## START

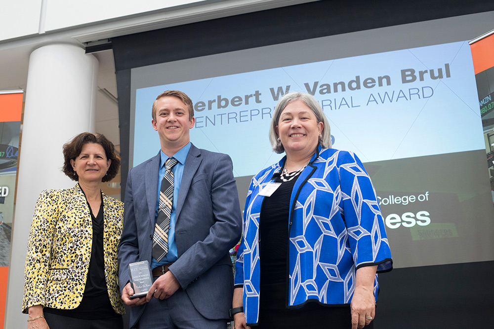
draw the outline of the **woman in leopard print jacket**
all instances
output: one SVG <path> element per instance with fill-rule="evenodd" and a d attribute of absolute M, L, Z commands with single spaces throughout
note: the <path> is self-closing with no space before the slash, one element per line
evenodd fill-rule
<path fill-rule="evenodd" d="M 124 205 L 100 188 L 116 176 L 120 160 L 99 134 L 78 135 L 63 153 L 62 170 L 78 183 L 44 190 L 38 200 L 22 312 L 30 329 L 122 328 L 117 249 Z"/>

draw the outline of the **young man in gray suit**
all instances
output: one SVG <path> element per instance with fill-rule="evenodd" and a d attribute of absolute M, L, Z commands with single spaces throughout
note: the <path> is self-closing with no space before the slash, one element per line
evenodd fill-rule
<path fill-rule="evenodd" d="M 129 171 L 119 247 L 129 327 L 224 329 L 233 289 L 228 252 L 242 229 L 232 160 L 190 143 L 195 119 L 184 93 L 158 96 L 152 116 L 161 149 Z M 131 299 L 128 265 L 142 260 L 154 283 L 146 296 Z"/>

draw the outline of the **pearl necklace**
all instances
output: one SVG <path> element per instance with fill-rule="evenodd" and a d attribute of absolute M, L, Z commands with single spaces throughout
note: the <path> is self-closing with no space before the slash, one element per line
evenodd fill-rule
<path fill-rule="evenodd" d="M 293 172 L 291 174 L 289 174 L 288 173 L 288 171 L 287 170 L 287 167 L 285 167 L 283 169 L 283 171 L 282 172 L 281 175 L 280 175 L 280 179 L 281 179 L 281 180 L 283 182 L 289 182 L 295 178 L 297 175 L 301 173 L 302 171 L 305 169 L 305 167 L 307 166 L 308 164 L 309 164 L 308 162 L 306 163 L 305 166 L 299 169 L 298 170 Z M 286 178 L 286 177 L 288 177 L 288 178 Z"/>

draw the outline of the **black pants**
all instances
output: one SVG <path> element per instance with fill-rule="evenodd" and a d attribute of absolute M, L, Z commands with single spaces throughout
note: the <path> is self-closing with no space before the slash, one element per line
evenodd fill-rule
<path fill-rule="evenodd" d="M 350 306 L 328 307 L 309 302 L 300 308 L 285 307 L 285 284 L 261 285 L 259 326 L 255 329 L 351 329 Z M 365 329 L 373 329 L 371 322 Z"/>
<path fill-rule="evenodd" d="M 77 319 L 45 312 L 44 319 L 50 329 L 123 329 L 121 316 L 107 319 Z"/>

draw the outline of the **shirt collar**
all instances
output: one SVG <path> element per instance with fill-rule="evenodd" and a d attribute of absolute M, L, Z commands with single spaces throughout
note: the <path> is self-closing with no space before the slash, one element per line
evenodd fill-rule
<path fill-rule="evenodd" d="M 163 150 L 160 150 L 160 168 L 162 168 L 165 165 L 165 161 L 168 160 L 169 157 L 171 158 L 172 157 L 176 159 L 180 163 L 180 164 L 183 165 L 185 163 L 185 159 L 187 158 L 187 155 L 189 153 L 189 150 L 190 149 L 191 145 L 191 143 L 189 142 L 184 147 L 178 150 L 176 153 L 170 157 L 163 153 Z"/>

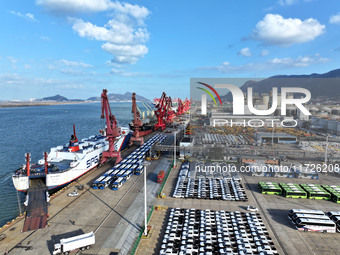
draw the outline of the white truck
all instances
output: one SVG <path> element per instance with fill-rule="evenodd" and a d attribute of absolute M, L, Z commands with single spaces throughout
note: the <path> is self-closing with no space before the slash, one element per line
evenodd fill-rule
<path fill-rule="evenodd" d="M 73 236 L 70 238 L 64 238 L 60 240 L 60 243 L 54 245 L 53 255 L 57 254 L 69 254 L 73 250 L 85 250 L 90 249 L 91 245 L 95 244 L 95 236 L 93 232 Z"/>

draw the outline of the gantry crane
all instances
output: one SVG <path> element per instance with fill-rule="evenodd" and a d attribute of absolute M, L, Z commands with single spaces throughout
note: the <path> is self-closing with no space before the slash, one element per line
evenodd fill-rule
<path fill-rule="evenodd" d="M 131 112 L 133 113 L 133 120 L 132 120 L 132 125 L 130 127 L 133 130 L 133 134 L 130 139 L 130 145 L 132 145 L 133 142 L 140 142 L 140 145 L 143 145 L 144 144 L 143 136 L 150 134 L 152 132 L 152 129 L 141 131 L 143 127 L 143 120 L 140 119 L 140 113 L 137 108 L 136 93 L 132 93 L 132 111 Z"/>
<path fill-rule="evenodd" d="M 175 117 L 175 112 L 172 110 L 172 99 L 171 97 L 166 98 L 166 106 L 165 106 L 165 122 L 170 124 Z"/>
<path fill-rule="evenodd" d="M 162 93 L 161 98 L 159 99 L 155 110 L 155 115 L 157 117 L 157 123 L 155 125 L 155 129 L 161 129 L 164 130 L 165 129 L 165 123 L 164 123 L 164 115 L 165 115 L 165 111 L 166 111 L 166 94 L 165 92 Z"/>
<path fill-rule="evenodd" d="M 111 113 L 107 89 L 103 89 L 101 95 L 102 115 L 101 118 L 106 120 L 106 138 L 109 141 L 109 149 L 103 152 L 101 163 L 106 162 L 109 158 L 116 158 L 116 164 L 122 160 L 120 151 L 115 150 L 116 138 L 121 135 L 121 129 L 117 127 L 116 117 Z"/>

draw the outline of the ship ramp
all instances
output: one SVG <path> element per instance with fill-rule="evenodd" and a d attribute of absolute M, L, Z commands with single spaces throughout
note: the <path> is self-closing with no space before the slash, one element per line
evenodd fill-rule
<path fill-rule="evenodd" d="M 45 228 L 47 225 L 47 187 L 41 179 L 31 179 L 27 192 L 28 206 L 22 232 Z"/>

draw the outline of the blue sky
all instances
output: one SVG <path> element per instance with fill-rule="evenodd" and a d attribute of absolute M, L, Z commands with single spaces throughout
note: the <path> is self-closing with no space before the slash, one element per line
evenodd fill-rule
<path fill-rule="evenodd" d="M 103 88 L 184 98 L 193 77 L 340 67 L 339 0 L 12 0 L 0 6 L 0 100 L 86 99 Z"/>

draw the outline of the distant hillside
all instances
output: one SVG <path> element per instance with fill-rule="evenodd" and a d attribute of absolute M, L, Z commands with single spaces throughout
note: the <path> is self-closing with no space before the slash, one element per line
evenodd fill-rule
<path fill-rule="evenodd" d="M 301 79 L 303 78 L 303 79 Z M 322 80 L 333 78 L 329 80 Z M 308 89 L 313 97 L 339 97 L 340 96 L 340 69 L 324 74 L 310 75 L 276 75 L 262 81 L 249 80 L 241 86 L 243 92 L 248 87 L 253 87 L 253 93 L 270 93 L 273 87 L 301 87 Z M 327 81 L 327 82 L 325 82 Z M 228 92 L 221 96 L 222 100 L 231 101 L 232 95 Z"/>
<path fill-rule="evenodd" d="M 110 101 L 131 101 L 132 99 L 132 93 L 131 92 L 126 92 L 125 94 L 115 94 L 115 93 L 109 93 L 108 98 Z M 90 97 L 87 100 L 89 101 L 100 101 L 100 97 Z M 137 101 L 144 101 L 144 102 L 149 102 L 150 100 L 142 97 L 140 95 L 136 94 L 136 100 Z"/>

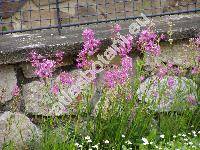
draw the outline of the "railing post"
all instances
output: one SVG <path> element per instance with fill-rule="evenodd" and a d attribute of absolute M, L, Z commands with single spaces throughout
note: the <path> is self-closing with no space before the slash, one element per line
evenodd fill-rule
<path fill-rule="evenodd" d="M 57 21 L 58 21 L 58 33 L 61 35 L 61 18 L 60 18 L 60 7 L 59 7 L 59 0 L 56 0 L 56 14 L 57 14 Z"/>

## END

* _Given task_
Output the lines of the items as a JSON list of strings, one string per line, starting at the beginning of the items and ending at the line that contains "129 171 L 119". Leave out blank lines and the pictures.

* _Solution to the exercise_
[
  "draw the outline of the **woman in leopard print jacket**",
  "all instances",
  "output: one SVG <path> element per instance with fill-rule=\"evenodd\" and a d attribute of absolute M, L, Z commands with single spaces throughout",
  "note: the <path> is self-closing with no space before the slash, one element per line",
  "evenodd fill-rule",
  "<path fill-rule=\"evenodd\" d=\"M 124 205 L 100 188 L 116 176 L 120 160 L 99 134 L 78 135 L 63 153 L 62 170 L 78 183 L 44 190 L 38 200 L 22 312 L 30 329 L 122 328 L 117 249 Z\"/>",
  "draw the outline of the **young man in gray suit**",
  "all instances",
  "output: one SVG <path> element per instance with fill-rule=\"evenodd\" and a d attribute of absolute M, L, Z commands with single spaces throughout",
  "note: the <path> is self-closing with no space before the slash, one element per line",
  "evenodd fill-rule",
  "<path fill-rule=\"evenodd\" d=\"M 129 171 L 119 247 L 129 327 L 224 329 L 233 289 L 228 252 L 242 229 L 232 160 L 190 143 L 195 119 L 184 93 L 158 96 L 152 116 L 161 149 Z M 131 299 L 128 265 L 142 260 L 154 283 L 146 296 Z\"/>"
]